SOURCE EXTRACT
'''

# Negotiating rent in Dublin City



## guest (10 Jul 2009)

What is a reasonable amount to negotiate on advertised rents. Am looking at the moment but most advertised rents (for decent places) are a bit beyond my budget. I want to offer less for some (landlord can either take it or leave it) but need an idea of how much lower to go without being too cheeky


----------



## murphaph (10 Jul 2009)

Offer whatever you think the place is worth or whatever you can afford if it's less. Don't worry about being cheeky. The landlord will make a counteroffer and you can decide then.


----------



## Yeager (10 Jul 2009)

Offer what you are willing to pay. Its a renters world at the minute. If they refuse simply walk away there are 100's of similar places available. Someone will be damn grateful of your money.


----------



## guest (10 Jul 2009)

Does anyone think it would be possible to get a 3 bed down from 1100 to 800-900, or is that just being silly? I know it's probably hard to tell, every landlord is different, depends on the place etc. Still, I guess I had also just get out of the pre-recession mindset of queueing up with 20 other people to view properties.......


----------



## shaking (10 Jul 2009)

'''

WHAT IS EXPECTED
Reproduce the rent-negotiation thread in full, word for word. The listing has no connection to the rent-negotiation thread.

INFORMATION PROVIDED
'''

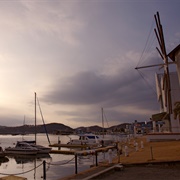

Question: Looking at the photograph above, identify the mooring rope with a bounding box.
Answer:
[0,163,43,176]
[47,157,75,166]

'''

FULL RESPONSE
# Negotiating rent in Dublin City



## guest (10 Jul 2009)

What is a reasonable amount to negotiate on advertised rents. Am looking at the moment but most advertised rents (for decent places) are a bit beyond my budget. I want to offer less for some (landlord can either take it or leave it) but need an idea of how much lower to go without being too cheeky


----------



## murphaph (10 Jul 2009)

Offer whatever you think the place is worth or whatever you can afford if it's less. Don't worry about being cheeky. The landlord will make a counteroffer and you can decide then.


----------



## Yeager (10 Jul 2009)

Offer what you are willing to pay. Its a renters world at the minute. If they refuse simply walk away there are 100's of similar places available. Someone will be damn grateful of your money.


----------



## guest (10 Jul 2009)

Does anyone think it would be possible to get a 3 bed down from 1100 to 800-900, or is that just being silly? I know it's probably hard to tell, every landlord is different, depends on the place etc. Still, I guess I had also just get out of the pre-recession mindset of queueing up with 20 other people to view properties.......


----------



## shaking (10 Jul 2009)